### TEXT EXTRACT
☆ ☆ ☆ ☆ ☆

The designers have to get that ~2:1 passing ratio right. Dangerous to put vehicles that behave atypically out there.

Just to be clear, this study did not say that vehicles will show this biased behavior. It shows (IMO) that biased behavior is possible.

The question for vehicles is, will cars accurately detect all objects actually located in the field of traffic, classify all the pedestrians as such without errors, and determine the relevant aspects of the absolute and relative motion of the pedestrians to determine if they are placed at hazard by the motion of the host vehicle. I don't think this can be assessed with accuracy when the test did not involve any actual prototype or production vehicle sensors, did not involve any vehicle-based vision-processing and object detection/classification algorithms, and did not use any actual automotive object processing.

The car does not need to identify whom has been detected (Congress person versus convict). It does need to determine if it is a person, if it is in-path or when it will be in-path, and how the risk of collision changes with relative vehicle-to-object motion. That's not the problem these researchers set for themselves.

☆ ☆ ☆ ☆ ☆

### WHAT NEEDS TO BE DONE
Please revise the passage on pedestrian detection between "The designers have" and "automotive object processing.", inclusive, putting "people on foot" wherever "pedestrians" appears. The data after this point comes from a different source.

### INFORMATION PROVIDED
☆ ☆ ☆ ☆ ☆

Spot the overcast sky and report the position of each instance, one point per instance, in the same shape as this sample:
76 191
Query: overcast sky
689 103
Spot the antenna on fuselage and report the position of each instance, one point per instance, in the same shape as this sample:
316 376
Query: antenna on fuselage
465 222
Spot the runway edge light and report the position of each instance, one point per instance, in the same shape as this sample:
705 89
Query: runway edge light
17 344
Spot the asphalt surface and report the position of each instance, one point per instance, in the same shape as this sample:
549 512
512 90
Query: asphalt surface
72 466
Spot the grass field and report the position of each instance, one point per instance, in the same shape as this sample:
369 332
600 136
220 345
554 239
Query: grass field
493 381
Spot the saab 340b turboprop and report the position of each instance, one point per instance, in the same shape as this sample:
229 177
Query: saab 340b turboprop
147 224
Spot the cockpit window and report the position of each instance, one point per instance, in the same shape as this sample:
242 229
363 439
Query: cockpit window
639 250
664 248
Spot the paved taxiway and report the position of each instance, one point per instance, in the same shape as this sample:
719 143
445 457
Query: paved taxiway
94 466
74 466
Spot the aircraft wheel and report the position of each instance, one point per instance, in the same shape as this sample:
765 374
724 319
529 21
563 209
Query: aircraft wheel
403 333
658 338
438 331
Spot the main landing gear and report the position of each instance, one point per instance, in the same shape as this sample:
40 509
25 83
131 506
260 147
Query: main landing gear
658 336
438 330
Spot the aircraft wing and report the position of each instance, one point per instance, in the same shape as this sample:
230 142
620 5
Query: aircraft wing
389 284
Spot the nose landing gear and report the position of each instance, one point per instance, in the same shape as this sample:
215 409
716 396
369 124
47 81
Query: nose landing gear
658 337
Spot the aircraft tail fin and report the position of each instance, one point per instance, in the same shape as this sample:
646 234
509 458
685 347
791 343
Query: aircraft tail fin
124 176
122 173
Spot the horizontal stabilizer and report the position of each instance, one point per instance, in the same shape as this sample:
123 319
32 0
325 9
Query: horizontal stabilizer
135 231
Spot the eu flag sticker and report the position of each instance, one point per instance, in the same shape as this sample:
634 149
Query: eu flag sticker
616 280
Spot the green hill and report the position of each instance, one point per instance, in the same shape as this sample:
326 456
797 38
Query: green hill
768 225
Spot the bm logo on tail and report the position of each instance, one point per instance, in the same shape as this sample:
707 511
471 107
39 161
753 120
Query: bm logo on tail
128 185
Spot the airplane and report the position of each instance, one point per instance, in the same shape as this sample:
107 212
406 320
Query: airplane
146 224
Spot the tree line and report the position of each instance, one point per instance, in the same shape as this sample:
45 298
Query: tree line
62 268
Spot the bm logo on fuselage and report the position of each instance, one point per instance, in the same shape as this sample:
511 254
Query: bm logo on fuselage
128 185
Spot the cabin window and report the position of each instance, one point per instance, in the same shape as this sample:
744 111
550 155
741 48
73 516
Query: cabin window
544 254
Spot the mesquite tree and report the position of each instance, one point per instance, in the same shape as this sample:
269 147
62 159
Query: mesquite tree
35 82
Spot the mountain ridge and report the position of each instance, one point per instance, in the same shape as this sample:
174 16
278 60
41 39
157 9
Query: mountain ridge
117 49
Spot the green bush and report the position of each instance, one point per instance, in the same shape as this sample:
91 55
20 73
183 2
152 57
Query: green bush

☆ ☆ ☆ ☆ ☆

### WRITTEN REPLY
The designers have to get that ~2:1 passing ratio right. Dangerous to put vehicles that behave atypically out there.

Just to be clear, this study did not say that vehicles will show this biased behavior. It shows (IMO) that biased behavior is possible.

The question for vehicles is, will cars accurately detect all objects actually located in the field of traffic, classify all the people on foot as such without errors, and determine the relevant aspects of the absolute and relative motion of the people on foot to determine if they are placed at hazard by the motion of the host vehicle. I don't think this can be assessed with accuracy when the test did not involve any actual prototype or production vehicle sensors, did not involve any vehicle-based vision-processing and object detection/classification algorithms, and did not use any actual automotive object processing.